SUPPLIED ENTRIES.
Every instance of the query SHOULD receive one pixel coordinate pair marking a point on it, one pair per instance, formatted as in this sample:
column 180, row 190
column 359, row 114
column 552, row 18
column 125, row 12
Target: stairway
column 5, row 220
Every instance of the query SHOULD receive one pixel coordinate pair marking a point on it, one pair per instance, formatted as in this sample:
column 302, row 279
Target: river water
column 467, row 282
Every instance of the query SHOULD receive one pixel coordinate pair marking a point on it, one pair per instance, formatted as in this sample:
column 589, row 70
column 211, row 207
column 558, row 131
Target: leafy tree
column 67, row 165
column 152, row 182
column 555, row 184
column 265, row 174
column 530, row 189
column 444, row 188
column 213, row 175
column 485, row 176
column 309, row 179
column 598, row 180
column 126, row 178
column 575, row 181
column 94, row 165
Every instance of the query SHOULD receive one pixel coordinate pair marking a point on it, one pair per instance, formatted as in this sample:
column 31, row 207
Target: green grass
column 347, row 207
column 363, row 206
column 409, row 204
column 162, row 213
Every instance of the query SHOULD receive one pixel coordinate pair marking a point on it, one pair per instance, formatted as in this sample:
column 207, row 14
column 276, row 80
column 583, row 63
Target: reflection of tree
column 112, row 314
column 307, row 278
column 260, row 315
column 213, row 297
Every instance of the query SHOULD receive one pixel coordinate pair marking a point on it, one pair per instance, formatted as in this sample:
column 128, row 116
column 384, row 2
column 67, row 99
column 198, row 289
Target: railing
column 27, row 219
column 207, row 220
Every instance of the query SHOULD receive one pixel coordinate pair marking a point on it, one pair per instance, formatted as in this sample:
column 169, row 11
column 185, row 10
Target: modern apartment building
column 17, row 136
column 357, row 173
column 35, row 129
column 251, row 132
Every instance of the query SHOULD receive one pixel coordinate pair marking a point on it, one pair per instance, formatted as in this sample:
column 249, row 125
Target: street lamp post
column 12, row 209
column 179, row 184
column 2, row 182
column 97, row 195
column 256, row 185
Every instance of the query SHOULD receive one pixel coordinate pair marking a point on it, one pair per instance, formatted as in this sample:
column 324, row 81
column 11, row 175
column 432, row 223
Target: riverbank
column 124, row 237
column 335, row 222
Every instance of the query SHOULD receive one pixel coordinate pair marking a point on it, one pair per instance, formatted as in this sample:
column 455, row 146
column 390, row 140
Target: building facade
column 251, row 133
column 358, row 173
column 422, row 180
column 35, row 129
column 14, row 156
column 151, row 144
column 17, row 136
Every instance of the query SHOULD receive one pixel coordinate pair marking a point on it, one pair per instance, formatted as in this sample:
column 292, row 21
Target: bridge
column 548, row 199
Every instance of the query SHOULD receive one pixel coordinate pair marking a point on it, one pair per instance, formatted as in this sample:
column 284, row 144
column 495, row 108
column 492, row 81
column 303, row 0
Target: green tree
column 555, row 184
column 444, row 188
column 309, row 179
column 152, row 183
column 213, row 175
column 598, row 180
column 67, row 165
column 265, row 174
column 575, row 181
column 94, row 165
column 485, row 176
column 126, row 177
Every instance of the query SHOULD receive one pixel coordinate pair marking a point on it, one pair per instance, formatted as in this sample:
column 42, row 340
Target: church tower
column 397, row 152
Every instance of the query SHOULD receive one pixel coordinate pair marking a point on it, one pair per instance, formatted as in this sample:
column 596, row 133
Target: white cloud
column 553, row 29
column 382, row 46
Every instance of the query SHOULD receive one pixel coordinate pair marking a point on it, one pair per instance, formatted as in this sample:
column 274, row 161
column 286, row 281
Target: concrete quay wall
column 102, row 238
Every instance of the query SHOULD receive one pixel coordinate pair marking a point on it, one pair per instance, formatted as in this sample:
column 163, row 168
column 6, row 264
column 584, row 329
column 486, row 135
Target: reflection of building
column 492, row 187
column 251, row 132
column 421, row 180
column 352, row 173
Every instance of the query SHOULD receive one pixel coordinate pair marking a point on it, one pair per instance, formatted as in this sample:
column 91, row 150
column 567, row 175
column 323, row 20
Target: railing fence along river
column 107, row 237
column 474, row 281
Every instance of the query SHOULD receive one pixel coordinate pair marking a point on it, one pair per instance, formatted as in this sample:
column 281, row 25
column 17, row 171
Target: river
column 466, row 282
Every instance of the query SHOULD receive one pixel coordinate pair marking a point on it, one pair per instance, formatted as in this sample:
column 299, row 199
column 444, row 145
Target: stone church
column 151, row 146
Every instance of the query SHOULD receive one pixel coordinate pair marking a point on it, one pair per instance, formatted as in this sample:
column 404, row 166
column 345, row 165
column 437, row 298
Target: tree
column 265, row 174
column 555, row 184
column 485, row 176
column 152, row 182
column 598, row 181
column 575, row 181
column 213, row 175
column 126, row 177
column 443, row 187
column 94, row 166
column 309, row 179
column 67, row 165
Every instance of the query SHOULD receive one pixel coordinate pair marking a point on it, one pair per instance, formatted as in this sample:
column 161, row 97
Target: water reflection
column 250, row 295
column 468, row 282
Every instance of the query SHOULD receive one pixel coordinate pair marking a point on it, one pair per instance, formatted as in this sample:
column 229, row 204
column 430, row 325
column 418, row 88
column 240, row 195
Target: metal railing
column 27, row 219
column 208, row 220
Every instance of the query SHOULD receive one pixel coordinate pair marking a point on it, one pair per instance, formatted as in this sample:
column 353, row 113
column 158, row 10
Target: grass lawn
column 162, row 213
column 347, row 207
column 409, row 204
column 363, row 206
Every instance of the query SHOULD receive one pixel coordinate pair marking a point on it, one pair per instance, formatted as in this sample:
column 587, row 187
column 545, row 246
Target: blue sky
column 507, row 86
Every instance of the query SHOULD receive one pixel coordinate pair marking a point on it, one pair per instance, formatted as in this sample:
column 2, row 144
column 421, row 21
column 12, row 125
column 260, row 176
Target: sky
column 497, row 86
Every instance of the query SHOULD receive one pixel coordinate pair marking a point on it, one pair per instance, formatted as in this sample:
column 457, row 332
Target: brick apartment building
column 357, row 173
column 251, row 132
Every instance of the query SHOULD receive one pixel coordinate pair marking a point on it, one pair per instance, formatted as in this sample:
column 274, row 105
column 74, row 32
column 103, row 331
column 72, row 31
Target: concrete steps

WHAT THE TASK REQUIRES. Of the lines above, output exactly those from the line bearing "column 128, row 116" through the line bearing "column 185, row 10", inclusive.

RESULT OF THIS TASK.
column 128, row 116
column 384, row 2
column 67, row 99
column 198, row 289
Target: railing
column 27, row 219
column 207, row 220
Every instance of the query SHOULD receive one pixel coordinate pair marking a point on it, one pair per instance, formatted as in this sample:
column 169, row 11
column 185, row 10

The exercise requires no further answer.